과제 안내. 아래 항목에서 "dome"라는 단어가 들어 있는 줄을 모두 찾아 빠짐없이 옮겨 적으세요.

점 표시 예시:

□ □ □ □ □ □ □

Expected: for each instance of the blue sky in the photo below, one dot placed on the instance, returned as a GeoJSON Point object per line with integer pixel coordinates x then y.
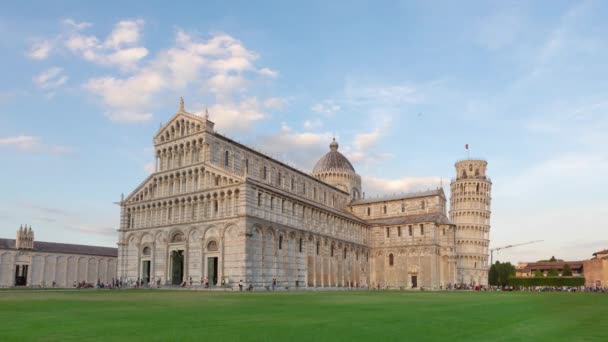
{"type": "Point", "coordinates": [402, 85]}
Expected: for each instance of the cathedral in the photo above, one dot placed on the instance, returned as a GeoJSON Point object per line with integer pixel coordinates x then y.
{"type": "Point", "coordinates": [219, 211]}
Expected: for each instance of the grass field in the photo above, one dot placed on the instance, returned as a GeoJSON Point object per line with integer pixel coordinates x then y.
{"type": "Point", "coordinates": [161, 315]}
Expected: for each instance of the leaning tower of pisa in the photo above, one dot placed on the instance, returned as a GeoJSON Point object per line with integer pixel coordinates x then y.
{"type": "Point", "coordinates": [470, 212]}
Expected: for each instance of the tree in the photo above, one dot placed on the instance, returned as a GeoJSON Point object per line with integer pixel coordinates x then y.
{"type": "Point", "coordinates": [500, 273]}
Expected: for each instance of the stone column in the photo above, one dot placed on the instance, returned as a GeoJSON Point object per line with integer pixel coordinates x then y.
{"type": "Point", "coordinates": [153, 262]}
{"type": "Point", "coordinates": [186, 260]}
{"type": "Point", "coordinates": [220, 270]}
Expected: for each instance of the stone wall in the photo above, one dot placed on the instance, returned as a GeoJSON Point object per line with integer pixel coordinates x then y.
{"type": "Point", "coordinates": [64, 269]}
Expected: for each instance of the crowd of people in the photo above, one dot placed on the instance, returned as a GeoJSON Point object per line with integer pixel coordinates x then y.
{"type": "Point", "coordinates": [225, 284]}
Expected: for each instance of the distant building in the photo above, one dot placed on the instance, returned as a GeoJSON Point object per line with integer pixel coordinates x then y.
{"type": "Point", "coordinates": [529, 269]}
{"type": "Point", "coordinates": [25, 262]}
{"type": "Point", "coordinates": [596, 269]}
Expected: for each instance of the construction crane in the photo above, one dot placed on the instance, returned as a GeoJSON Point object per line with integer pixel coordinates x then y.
{"type": "Point", "coordinates": [508, 246]}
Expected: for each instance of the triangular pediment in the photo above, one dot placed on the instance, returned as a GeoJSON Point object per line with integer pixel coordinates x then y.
{"type": "Point", "coordinates": [181, 124]}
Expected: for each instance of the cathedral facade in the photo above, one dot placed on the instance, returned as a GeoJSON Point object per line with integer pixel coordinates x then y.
{"type": "Point", "coordinates": [218, 210]}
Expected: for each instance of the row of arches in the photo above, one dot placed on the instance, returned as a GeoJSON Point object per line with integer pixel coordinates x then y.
{"type": "Point", "coordinates": [313, 260]}
{"type": "Point", "coordinates": [63, 270]}
{"type": "Point", "coordinates": [180, 154]}
{"type": "Point", "coordinates": [344, 180]}
{"type": "Point", "coordinates": [151, 255]}
{"type": "Point", "coordinates": [471, 188]}
{"type": "Point", "coordinates": [284, 210]}
{"type": "Point", "coordinates": [457, 203]}
{"type": "Point", "coordinates": [180, 182]}
{"type": "Point", "coordinates": [263, 169]}
{"type": "Point", "coordinates": [180, 128]}
{"type": "Point", "coordinates": [207, 205]}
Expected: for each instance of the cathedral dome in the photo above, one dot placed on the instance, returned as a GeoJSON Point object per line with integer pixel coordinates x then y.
{"type": "Point", "coordinates": [333, 160]}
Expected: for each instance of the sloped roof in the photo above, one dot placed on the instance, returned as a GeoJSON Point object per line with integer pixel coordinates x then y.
{"type": "Point", "coordinates": [545, 265]}
{"type": "Point", "coordinates": [53, 247]}
{"type": "Point", "coordinates": [410, 219]}
{"type": "Point", "coordinates": [395, 197]}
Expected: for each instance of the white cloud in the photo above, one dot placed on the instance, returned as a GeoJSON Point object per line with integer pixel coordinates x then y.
{"type": "Point", "coordinates": [223, 84]}
{"type": "Point", "coordinates": [28, 143]}
{"type": "Point", "coordinates": [366, 140]}
{"type": "Point", "coordinates": [74, 25]}
{"type": "Point", "coordinates": [126, 32]}
{"type": "Point", "coordinates": [93, 229]}
{"type": "Point", "coordinates": [40, 50]}
{"type": "Point", "coordinates": [236, 116]}
{"type": "Point", "coordinates": [275, 103]}
{"type": "Point", "coordinates": [314, 123]}
{"type": "Point", "coordinates": [51, 78]}
{"type": "Point", "coordinates": [220, 66]}
{"type": "Point", "coordinates": [268, 73]}
{"type": "Point", "coordinates": [326, 107]}
{"type": "Point", "coordinates": [118, 49]}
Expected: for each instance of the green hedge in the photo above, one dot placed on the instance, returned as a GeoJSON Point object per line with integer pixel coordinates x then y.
{"type": "Point", "coordinates": [547, 281]}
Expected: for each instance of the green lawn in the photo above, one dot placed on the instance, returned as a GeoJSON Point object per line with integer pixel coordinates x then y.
{"type": "Point", "coordinates": [161, 315]}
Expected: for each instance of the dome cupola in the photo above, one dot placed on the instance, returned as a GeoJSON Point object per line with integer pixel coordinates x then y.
{"type": "Point", "coordinates": [336, 170]}
{"type": "Point", "coordinates": [333, 161]}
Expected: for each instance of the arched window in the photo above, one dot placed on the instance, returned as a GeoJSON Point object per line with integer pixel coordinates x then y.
{"type": "Point", "coordinates": [212, 246]}
{"type": "Point", "coordinates": [178, 237]}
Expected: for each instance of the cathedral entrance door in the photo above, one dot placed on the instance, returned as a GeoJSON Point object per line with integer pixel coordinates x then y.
{"type": "Point", "coordinates": [21, 275]}
{"type": "Point", "coordinates": [145, 273]}
{"type": "Point", "coordinates": [212, 270]}
{"type": "Point", "coordinates": [177, 267]}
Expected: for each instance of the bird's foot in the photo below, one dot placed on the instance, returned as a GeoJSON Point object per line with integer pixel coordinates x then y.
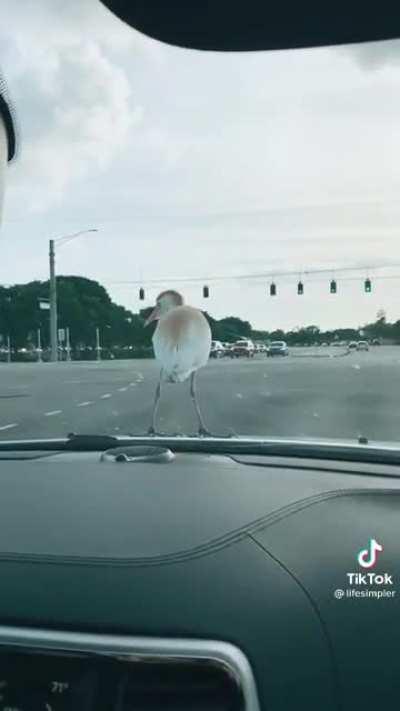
{"type": "Point", "coordinates": [151, 432]}
{"type": "Point", "coordinates": [203, 432]}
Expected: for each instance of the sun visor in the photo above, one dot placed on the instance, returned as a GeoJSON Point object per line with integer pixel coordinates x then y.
{"type": "Point", "coordinates": [228, 25]}
{"type": "Point", "coordinates": [8, 114]}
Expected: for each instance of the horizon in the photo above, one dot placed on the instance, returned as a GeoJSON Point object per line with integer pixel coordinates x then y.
{"type": "Point", "coordinates": [196, 164]}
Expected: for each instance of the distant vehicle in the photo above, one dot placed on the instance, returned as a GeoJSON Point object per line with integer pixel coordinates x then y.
{"type": "Point", "coordinates": [217, 349]}
{"type": "Point", "coordinates": [278, 348]}
{"type": "Point", "coordinates": [244, 347]}
{"type": "Point", "coordinates": [227, 348]}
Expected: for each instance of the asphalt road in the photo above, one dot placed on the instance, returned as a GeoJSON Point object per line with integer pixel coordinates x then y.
{"type": "Point", "coordinates": [315, 393]}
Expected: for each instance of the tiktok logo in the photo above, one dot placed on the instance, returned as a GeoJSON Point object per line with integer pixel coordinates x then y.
{"type": "Point", "coordinates": [368, 556]}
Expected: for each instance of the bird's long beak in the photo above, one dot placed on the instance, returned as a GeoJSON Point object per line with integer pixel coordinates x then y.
{"type": "Point", "coordinates": [154, 316]}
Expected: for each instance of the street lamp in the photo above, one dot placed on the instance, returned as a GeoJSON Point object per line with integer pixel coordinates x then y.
{"type": "Point", "coordinates": [53, 287]}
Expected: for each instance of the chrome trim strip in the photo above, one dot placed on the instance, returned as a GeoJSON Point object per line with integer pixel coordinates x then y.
{"type": "Point", "coordinates": [167, 440]}
{"type": "Point", "coordinates": [118, 646]}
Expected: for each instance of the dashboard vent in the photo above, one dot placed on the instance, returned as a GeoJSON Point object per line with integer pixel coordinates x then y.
{"type": "Point", "coordinates": [179, 686]}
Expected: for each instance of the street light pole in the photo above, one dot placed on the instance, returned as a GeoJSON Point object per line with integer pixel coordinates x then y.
{"type": "Point", "coordinates": [53, 303]}
{"type": "Point", "coordinates": [53, 289]}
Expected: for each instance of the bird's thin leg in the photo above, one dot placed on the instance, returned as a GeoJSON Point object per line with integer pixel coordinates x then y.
{"type": "Point", "coordinates": [152, 428]}
{"type": "Point", "coordinates": [202, 428]}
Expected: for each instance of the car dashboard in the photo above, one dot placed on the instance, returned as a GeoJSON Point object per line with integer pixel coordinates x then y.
{"type": "Point", "coordinates": [196, 581]}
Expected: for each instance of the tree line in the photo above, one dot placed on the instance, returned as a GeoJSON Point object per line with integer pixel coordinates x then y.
{"type": "Point", "coordinates": [84, 305]}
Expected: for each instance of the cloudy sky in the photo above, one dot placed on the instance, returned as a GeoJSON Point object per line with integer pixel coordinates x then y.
{"type": "Point", "coordinates": [200, 165]}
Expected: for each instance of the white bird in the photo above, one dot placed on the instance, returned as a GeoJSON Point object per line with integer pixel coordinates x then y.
{"type": "Point", "coordinates": [182, 343]}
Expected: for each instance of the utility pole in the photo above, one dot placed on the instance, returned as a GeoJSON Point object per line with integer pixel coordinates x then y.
{"type": "Point", "coordinates": [53, 304]}
{"type": "Point", "coordinates": [39, 346]}
{"type": "Point", "coordinates": [53, 288]}
{"type": "Point", "coordinates": [98, 347]}
{"type": "Point", "coordinates": [68, 346]}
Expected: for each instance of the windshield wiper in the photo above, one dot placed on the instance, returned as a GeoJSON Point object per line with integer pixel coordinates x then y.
{"type": "Point", "coordinates": [305, 449]}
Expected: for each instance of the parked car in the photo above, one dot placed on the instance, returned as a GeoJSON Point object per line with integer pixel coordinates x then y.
{"type": "Point", "coordinates": [217, 349]}
{"type": "Point", "coordinates": [244, 347]}
{"type": "Point", "coordinates": [278, 348]}
{"type": "Point", "coordinates": [227, 348]}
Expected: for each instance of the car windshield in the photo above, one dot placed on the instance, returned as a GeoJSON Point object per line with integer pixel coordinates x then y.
{"type": "Point", "coordinates": [163, 197]}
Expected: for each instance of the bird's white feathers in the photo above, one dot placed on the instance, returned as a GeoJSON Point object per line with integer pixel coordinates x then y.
{"type": "Point", "coordinates": [182, 342]}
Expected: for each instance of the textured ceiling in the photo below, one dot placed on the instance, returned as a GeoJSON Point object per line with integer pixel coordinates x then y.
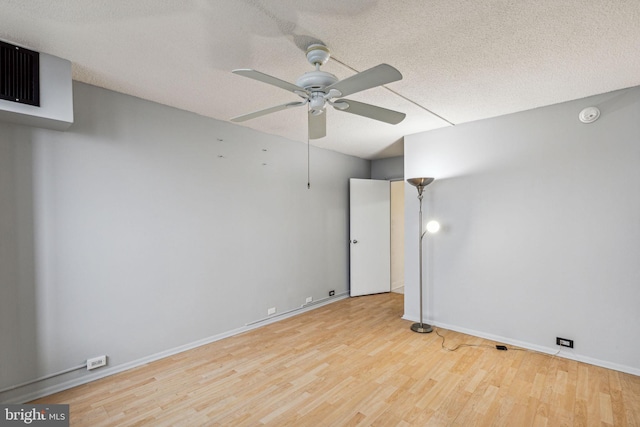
{"type": "Point", "coordinates": [463, 60]}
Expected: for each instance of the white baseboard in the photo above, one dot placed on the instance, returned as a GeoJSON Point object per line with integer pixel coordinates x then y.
{"type": "Point", "coordinates": [105, 372]}
{"type": "Point", "coordinates": [566, 354]}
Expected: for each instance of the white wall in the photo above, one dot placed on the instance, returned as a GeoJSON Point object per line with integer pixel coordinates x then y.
{"type": "Point", "coordinates": [397, 236]}
{"type": "Point", "coordinates": [541, 217]}
{"type": "Point", "coordinates": [129, 236]}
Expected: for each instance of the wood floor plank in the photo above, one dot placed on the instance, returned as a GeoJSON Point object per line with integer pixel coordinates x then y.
{"type": "Point", "coordinates": [356, 362]}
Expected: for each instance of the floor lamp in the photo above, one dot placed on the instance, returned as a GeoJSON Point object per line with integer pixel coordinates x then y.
{"type": "Point", "coordinates": [420, 183]}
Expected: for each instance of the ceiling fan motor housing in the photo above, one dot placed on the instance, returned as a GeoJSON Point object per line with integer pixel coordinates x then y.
{"type": "Point", "coordinates": [316, 81]}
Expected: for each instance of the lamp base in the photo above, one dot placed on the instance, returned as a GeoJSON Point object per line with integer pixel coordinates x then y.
{"type": "Point", "coordinates": [421, 328]}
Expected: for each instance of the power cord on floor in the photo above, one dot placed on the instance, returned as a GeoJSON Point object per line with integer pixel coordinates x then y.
{"type": "Point", "coordinates": [497, 346]}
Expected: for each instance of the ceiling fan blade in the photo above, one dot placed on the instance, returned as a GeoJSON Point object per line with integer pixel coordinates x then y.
{"type": "Point", "coordinates": [370, 111]}
{"type": "Point", "coordinates": [265, 78]}
{"type": "Point", "coordinates": [373, 77]}
{"type": "Point", "coordinates": [266, 111]}
{"type": "Point", "coordinates": [317, 125]}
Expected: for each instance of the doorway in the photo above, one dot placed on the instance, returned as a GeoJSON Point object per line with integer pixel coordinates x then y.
{"type": "Point", "coordinates": [397, 236]}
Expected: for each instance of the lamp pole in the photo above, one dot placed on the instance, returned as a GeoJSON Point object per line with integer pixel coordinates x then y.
{"type": "Point", "coordinates": [420, 183]}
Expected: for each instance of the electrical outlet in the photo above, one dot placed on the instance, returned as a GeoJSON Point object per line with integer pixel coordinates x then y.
{"type": "Point", "coordinates": [96, 362]}
{"type": "Point", "coordinates": [564, 342]}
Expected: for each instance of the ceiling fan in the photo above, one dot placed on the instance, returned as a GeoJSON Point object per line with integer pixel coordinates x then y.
{"type": "Point", "coordinates": [318, 88]}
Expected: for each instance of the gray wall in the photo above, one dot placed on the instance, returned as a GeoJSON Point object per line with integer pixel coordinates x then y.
{"type": "Point", "coordinates": [541, 231]}
{"type": "Point", "coordinates": [129, 235]}
{"type": "Point", "coordinates": [391, 168]}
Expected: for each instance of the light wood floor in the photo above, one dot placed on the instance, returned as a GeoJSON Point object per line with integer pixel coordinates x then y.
{"type": "Point", "coordinates": [355, 362]}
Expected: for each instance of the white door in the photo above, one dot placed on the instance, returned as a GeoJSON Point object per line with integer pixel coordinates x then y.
{"type": "Point", "coordinates": [370, 230]}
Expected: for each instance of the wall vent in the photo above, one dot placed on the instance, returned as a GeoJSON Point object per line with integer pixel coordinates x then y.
{"type": "Point", "coordinates": [19, 74]}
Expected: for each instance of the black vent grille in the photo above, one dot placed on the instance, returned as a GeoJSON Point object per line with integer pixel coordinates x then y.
{"type": "Point", "coordinates": [19, 74]}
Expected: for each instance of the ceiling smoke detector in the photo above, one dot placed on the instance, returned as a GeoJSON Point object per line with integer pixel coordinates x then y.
{"type": "Point", "coordinates": [589, 115]}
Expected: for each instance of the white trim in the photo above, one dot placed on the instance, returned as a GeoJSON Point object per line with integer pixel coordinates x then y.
{"type": "Point", "coordinates": [102, 373]}
{"type": "Point", "coordinates": [566, 354]}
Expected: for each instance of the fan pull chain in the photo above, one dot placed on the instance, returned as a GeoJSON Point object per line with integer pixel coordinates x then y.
{"type": "Point", "coordinates": [308, 151]}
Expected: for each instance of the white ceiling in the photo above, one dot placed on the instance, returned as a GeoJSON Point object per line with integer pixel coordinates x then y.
{"type": "Point", "coordinates": [463, 60]}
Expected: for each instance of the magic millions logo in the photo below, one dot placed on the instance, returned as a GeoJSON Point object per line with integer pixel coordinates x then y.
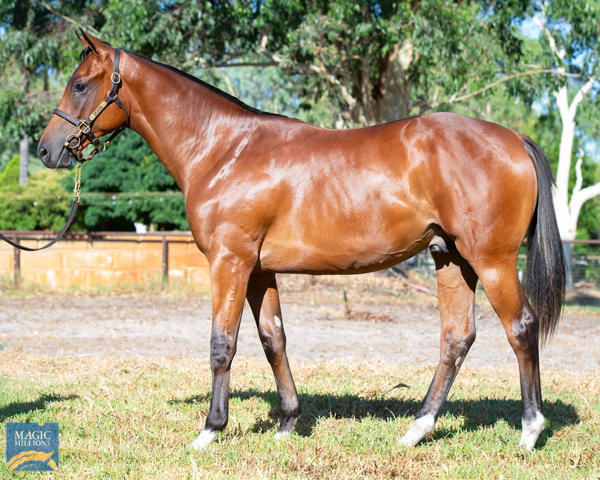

□ □ □ □ □ □ □

풀이 답안.
Expected: for each instance of the cathedral dome in the photo above, one dot placed on the instance, returned as a GeoJSON Point object per line with integer pixel coordinates x then y.
Expected: for each instance of the dome cupola in the photo above, one dot placed on the instance, returned as a GeoJSON Point object per line with integer pixel coordinates x then y.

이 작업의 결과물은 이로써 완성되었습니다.